* _Extract_
════════════════════

VIENNEAST COMPASS: How many straws to break a camel’s back? How do illiberal economies attract so much FDI

VIENNEAST COMPASS: How many straws to break a camel’s back? How do illiberal economies attract so much FDI
Illiberal ruling parties control Hungary and Poland, yet both countries attract outsized shares of FDI and grow above the EU average / wiki
By Marcus How of Vienneast in Vienna October 15, 2019

On October 13, on either side of the Tatras mountains, Central Europe’s “illiberal democrats” faced their latest litmus tests.

In Poland, voters decided whether to support the Law and Justice Party (PiS) and give it a second term in government, following a politically turbulent four years in which it embarked on an ambitious project to remould the country, its legal system, its media landscape, its political economy and, above all, its society.

In Hungary, where Viktor Orban’s Fidesz party has conducted constitutional reconstruction works for nearly a decade, local elections were held.

These were bitterly fought contests. Islands of liberalism emerged across Hungary, with 10 of its 23 major cities rejecting Fidesz, including Budapest, which “did an Istanbul,” and handed the mayors office to the opposition. Yet in Poland, PiS succeeded in retaining its historic absolute majority in parliament’s lower chamber, in addition to increasing its share of the vote to a record level. Varied though the results were, there is little doubt that Fidesz and PiS will retain overall control of their respective countries.

Brave new world

Foreign investors will have to accommodate the populist nationalism and statist illiberalism for at least another half-decade, if not longer. Memories of these erstwhile disciples of liberal democracy and free market capitalism are fading fast. The blue-eyed students of post-socialism have long since become problem children of neo-capitalism.

Both countries have championed the development of domestic capital, favouring certain companies. Special taxes, unilateral contract conversions and re-nationalisation of sectors have been imposed at the expense of certain foreign multinationals in particular sectors. Checks and balances have been weakened through systematic increases in the influence of the executive over the courts and regulators. The media environment has been distorted by creeping regulatory action and buyouts by pro-government businesspeople.

Indeed, institutional quality in both countries has demonstrably deteriorated. The World Bank’s World Governance Indicators from 2017 show that since 2010 both Hungary (fig. 1.1) and Poland (fig. 1.2) have generally declining or flatlining results in several key categories, notably control of corruption, regulatory quality, rule of law and voice and accountability.

════════════════════

* _Information supplied_
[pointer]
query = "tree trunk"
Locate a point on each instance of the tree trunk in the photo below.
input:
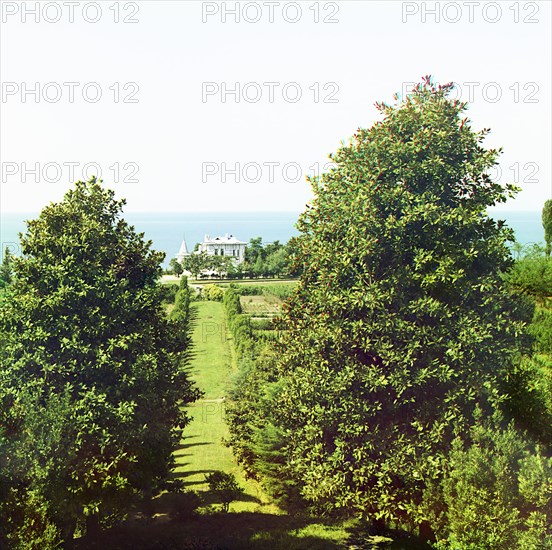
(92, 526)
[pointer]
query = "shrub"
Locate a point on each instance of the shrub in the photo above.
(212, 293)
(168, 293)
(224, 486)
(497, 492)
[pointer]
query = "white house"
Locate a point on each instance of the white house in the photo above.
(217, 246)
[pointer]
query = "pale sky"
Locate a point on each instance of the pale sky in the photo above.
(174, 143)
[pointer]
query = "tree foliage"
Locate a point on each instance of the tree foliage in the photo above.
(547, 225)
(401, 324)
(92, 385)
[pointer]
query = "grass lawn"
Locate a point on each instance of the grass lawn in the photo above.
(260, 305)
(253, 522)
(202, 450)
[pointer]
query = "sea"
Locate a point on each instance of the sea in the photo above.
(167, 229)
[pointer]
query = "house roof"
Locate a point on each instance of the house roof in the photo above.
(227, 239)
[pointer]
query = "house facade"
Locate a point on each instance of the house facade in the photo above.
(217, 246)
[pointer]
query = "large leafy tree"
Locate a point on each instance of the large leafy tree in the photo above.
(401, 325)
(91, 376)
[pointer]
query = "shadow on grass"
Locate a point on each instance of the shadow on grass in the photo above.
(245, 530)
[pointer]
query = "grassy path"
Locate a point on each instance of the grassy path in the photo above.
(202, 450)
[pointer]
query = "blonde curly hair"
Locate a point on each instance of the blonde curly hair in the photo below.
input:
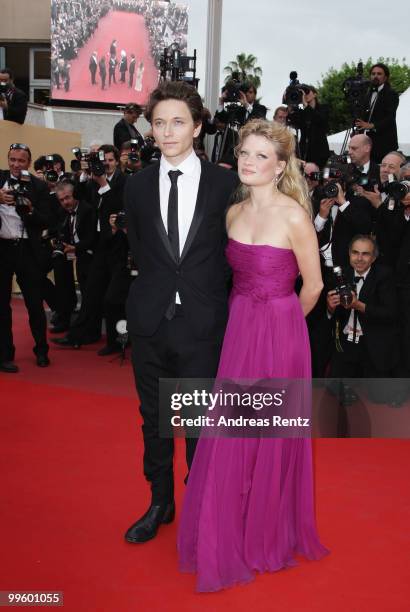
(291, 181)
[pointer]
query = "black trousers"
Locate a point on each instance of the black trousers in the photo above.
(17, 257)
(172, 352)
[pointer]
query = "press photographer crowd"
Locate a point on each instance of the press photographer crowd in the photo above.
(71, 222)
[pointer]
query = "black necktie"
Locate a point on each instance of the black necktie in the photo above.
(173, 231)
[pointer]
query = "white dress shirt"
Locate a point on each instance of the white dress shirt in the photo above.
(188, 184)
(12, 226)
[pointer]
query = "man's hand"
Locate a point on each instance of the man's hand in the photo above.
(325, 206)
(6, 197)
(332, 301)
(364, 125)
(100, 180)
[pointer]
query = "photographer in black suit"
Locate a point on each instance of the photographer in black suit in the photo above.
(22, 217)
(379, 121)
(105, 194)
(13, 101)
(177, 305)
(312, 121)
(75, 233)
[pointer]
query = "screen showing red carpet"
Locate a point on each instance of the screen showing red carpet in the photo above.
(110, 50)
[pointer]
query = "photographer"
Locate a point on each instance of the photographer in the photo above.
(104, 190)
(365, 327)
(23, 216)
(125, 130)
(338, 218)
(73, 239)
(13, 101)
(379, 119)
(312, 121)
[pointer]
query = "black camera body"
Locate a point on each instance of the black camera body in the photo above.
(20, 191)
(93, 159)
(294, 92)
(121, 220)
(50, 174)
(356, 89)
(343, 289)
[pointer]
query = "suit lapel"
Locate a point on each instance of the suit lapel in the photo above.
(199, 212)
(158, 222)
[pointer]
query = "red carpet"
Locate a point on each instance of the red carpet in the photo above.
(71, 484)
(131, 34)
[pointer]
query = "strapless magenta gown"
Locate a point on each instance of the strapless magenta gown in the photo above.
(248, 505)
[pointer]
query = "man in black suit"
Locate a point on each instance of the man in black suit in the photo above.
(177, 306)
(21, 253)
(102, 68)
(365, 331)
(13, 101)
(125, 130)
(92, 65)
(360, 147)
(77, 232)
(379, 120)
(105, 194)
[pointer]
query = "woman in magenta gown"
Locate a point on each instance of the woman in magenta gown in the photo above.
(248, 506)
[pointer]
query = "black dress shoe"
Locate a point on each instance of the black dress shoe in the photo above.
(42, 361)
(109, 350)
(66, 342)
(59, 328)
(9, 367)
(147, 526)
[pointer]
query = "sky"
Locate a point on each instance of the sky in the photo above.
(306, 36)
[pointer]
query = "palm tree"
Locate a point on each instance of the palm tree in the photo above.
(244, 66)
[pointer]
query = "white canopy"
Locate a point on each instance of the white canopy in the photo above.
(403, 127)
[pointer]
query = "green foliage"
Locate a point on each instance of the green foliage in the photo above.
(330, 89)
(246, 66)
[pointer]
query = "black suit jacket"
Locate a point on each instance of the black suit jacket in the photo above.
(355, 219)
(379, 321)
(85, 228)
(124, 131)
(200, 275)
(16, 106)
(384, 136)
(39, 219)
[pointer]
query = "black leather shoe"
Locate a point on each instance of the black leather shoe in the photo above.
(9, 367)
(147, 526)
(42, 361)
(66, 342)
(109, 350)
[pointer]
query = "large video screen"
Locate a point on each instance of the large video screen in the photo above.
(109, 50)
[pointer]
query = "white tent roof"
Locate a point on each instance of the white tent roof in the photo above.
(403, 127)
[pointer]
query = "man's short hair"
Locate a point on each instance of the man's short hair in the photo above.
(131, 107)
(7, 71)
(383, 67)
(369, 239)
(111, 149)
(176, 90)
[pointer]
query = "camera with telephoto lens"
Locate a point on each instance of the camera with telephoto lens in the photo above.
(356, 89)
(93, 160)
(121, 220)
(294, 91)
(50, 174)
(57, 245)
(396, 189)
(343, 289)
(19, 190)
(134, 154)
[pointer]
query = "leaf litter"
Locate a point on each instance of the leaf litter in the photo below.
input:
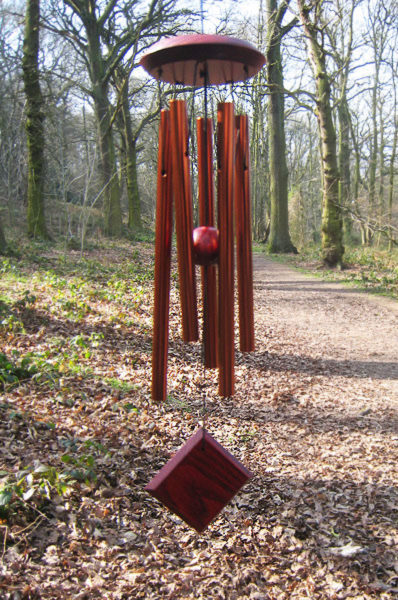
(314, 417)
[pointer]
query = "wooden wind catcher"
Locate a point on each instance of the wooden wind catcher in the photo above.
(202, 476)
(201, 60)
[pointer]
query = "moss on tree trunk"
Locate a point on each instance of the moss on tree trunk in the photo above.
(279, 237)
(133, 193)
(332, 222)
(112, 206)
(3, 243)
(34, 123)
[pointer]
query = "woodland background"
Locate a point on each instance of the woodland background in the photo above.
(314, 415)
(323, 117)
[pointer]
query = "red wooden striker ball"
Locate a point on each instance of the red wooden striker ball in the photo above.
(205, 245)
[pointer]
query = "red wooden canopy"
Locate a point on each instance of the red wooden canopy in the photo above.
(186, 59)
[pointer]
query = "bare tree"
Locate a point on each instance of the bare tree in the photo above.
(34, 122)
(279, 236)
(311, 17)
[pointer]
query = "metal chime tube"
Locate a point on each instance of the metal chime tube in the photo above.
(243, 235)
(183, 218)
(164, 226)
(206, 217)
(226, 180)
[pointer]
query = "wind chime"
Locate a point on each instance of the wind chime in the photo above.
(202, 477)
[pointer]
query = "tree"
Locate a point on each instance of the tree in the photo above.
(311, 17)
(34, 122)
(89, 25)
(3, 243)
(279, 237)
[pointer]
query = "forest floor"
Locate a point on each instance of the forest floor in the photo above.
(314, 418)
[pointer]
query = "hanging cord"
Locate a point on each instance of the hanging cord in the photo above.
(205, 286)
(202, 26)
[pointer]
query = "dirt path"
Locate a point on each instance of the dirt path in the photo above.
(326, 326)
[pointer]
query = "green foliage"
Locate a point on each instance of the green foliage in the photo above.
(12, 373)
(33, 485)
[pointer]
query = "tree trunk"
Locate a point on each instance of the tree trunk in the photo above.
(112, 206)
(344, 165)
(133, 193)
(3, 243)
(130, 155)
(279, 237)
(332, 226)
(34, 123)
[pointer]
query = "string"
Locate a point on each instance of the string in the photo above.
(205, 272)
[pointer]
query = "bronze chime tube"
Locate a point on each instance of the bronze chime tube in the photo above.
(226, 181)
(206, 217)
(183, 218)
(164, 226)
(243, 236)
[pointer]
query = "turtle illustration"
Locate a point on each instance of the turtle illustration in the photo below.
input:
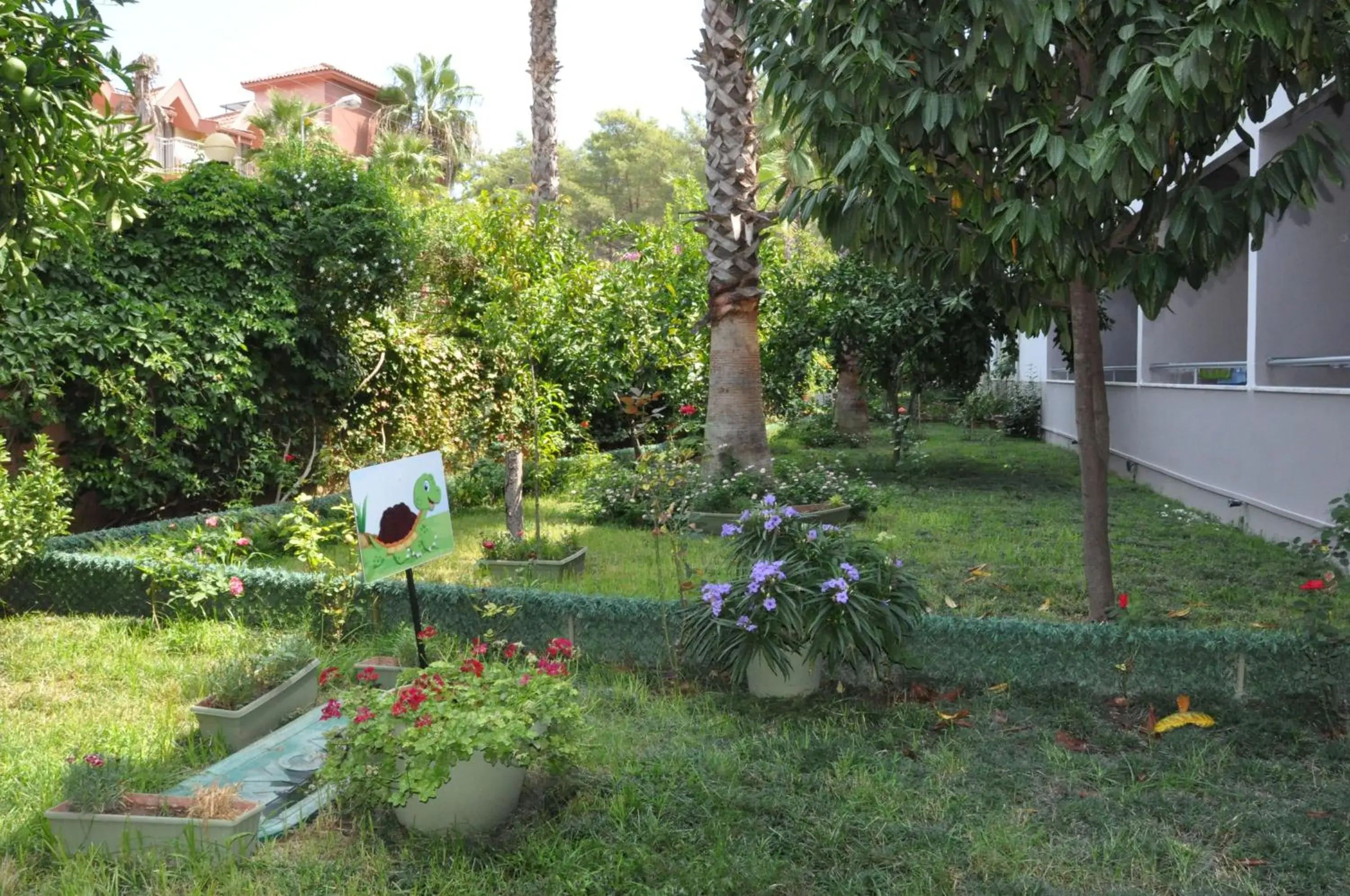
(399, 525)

════════════════════

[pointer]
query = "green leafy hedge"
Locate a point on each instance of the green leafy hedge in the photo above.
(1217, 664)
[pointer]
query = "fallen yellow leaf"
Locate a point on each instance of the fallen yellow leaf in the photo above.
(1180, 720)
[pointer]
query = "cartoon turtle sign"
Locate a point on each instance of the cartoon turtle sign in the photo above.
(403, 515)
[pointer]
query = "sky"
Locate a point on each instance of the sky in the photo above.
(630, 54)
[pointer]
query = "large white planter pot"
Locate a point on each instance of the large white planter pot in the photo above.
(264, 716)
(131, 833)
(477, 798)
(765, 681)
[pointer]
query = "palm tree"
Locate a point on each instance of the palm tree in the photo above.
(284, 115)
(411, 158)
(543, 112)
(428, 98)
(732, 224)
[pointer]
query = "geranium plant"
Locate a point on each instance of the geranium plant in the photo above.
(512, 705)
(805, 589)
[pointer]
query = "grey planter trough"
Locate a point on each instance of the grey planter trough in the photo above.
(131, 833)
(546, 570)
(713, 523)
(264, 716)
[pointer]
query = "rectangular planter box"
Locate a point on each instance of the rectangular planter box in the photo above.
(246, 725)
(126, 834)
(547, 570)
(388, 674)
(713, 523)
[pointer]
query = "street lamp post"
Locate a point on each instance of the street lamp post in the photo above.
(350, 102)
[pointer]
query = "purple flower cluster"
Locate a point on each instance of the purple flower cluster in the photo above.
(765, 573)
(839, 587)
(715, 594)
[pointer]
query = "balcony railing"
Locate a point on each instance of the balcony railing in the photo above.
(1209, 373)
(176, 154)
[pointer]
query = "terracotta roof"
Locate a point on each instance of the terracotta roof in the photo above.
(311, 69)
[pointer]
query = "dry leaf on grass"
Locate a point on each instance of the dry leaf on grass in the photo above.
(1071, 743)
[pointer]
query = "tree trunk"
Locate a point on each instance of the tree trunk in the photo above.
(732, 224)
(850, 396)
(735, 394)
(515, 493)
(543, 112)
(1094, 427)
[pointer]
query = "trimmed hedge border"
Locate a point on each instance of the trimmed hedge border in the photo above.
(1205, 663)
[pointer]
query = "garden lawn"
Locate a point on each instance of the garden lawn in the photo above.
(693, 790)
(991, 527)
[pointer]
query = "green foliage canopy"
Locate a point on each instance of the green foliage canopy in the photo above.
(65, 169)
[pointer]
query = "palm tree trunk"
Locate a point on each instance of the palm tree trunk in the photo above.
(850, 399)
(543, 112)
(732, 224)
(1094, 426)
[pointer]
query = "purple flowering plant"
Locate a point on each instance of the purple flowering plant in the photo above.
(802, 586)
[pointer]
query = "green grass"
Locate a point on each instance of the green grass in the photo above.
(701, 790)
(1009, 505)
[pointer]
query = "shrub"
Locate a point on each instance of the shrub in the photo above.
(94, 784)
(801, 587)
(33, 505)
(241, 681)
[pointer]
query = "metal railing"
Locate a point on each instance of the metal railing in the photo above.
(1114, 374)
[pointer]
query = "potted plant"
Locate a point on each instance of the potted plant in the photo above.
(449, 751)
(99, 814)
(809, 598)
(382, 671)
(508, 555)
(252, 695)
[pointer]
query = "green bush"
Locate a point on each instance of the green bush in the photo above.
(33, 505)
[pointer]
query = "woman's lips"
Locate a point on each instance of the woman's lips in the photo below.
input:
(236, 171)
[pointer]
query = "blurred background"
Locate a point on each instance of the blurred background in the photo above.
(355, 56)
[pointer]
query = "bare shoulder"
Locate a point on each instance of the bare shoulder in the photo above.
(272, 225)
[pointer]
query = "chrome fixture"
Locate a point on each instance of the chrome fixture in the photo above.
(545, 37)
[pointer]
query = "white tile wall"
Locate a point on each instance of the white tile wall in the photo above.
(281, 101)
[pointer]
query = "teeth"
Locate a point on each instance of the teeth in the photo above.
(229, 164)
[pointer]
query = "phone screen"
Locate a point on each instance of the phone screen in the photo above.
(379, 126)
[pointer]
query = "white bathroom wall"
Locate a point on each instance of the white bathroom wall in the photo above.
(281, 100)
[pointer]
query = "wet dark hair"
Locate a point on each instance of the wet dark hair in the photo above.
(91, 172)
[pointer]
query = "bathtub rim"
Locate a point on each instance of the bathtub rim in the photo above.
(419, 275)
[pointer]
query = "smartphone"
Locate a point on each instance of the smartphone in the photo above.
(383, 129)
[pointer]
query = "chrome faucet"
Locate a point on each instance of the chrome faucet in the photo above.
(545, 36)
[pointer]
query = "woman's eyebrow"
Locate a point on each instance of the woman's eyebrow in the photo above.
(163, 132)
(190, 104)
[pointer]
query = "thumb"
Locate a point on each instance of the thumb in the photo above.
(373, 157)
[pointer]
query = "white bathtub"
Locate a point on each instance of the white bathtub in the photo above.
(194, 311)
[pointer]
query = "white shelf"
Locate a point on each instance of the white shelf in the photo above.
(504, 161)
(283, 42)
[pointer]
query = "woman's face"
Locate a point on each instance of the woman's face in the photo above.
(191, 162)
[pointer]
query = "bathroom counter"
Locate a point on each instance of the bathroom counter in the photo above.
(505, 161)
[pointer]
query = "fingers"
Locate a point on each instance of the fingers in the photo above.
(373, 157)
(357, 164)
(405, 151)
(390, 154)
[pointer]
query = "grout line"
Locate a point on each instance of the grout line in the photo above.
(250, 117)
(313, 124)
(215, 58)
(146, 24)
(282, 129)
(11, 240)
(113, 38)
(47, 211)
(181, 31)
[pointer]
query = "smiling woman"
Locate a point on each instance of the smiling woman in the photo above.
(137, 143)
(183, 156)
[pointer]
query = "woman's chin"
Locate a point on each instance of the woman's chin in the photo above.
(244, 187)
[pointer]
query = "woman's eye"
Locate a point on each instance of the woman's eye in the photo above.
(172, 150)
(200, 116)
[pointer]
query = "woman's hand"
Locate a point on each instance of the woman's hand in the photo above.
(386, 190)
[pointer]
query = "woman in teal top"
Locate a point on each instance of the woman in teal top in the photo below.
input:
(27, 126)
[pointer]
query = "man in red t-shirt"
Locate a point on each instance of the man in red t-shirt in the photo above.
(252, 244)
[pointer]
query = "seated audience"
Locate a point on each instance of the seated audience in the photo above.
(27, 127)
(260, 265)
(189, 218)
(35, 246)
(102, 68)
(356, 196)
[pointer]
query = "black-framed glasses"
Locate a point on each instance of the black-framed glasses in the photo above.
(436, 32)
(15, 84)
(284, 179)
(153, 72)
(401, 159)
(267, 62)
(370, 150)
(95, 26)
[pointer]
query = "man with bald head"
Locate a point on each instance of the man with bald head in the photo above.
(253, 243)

════════════════════

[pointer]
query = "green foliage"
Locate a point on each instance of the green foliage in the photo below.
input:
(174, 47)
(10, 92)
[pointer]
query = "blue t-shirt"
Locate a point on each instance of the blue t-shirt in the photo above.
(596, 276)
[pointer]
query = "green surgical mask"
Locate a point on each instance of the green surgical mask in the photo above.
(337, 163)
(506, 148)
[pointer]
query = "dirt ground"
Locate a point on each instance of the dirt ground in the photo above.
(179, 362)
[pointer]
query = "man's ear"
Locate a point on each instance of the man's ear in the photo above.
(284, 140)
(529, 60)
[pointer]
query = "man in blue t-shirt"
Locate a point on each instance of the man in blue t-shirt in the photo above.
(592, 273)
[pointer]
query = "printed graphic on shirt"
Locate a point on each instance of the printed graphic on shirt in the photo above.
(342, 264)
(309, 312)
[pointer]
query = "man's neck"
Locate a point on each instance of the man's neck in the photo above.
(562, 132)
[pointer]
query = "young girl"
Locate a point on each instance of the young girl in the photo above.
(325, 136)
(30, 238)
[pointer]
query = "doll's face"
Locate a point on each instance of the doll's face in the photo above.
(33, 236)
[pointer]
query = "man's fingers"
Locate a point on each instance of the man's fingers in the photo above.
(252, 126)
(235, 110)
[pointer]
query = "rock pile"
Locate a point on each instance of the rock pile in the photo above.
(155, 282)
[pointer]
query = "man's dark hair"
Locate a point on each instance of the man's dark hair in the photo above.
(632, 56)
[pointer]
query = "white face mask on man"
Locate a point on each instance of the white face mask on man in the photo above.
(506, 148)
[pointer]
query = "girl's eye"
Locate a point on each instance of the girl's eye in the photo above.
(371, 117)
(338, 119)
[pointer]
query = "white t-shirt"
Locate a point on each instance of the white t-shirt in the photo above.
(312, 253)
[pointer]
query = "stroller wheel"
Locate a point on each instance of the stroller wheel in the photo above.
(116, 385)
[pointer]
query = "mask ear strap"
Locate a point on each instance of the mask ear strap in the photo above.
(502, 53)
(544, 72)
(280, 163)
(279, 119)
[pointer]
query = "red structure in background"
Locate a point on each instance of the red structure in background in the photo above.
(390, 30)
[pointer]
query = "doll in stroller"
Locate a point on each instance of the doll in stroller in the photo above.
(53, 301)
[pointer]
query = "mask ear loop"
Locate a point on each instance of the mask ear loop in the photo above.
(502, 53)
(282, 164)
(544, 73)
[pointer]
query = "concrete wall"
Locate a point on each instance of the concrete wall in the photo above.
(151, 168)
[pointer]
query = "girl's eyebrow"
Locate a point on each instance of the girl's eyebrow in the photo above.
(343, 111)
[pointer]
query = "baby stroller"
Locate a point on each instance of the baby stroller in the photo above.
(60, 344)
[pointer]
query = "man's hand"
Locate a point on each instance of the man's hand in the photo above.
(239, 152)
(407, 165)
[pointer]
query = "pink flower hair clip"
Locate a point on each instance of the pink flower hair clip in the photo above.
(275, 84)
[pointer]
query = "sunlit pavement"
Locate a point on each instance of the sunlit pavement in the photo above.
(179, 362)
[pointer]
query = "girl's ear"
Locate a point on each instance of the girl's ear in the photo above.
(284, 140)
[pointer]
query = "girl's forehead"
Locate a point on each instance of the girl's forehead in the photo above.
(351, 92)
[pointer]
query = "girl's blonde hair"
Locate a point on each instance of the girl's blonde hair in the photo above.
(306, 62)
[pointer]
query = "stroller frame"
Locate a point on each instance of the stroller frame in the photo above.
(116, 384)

════════════════════

Please copy the part of the FDI article from "In Poland, voters" to "elections were held." word for word.

In Poland, voters decided whether to support the Law and Justice Party (PiS) and give it a second term in government, following a politically turbulent four years in which it embarked on an ambitious project to remould the country, its legal system, its media landscape, its political economy and, above all, its society.

In Hungary, where Viktor Orban’s Fidesz party has conducted constitutional reconstruction works for nearly a decade, local elections were held.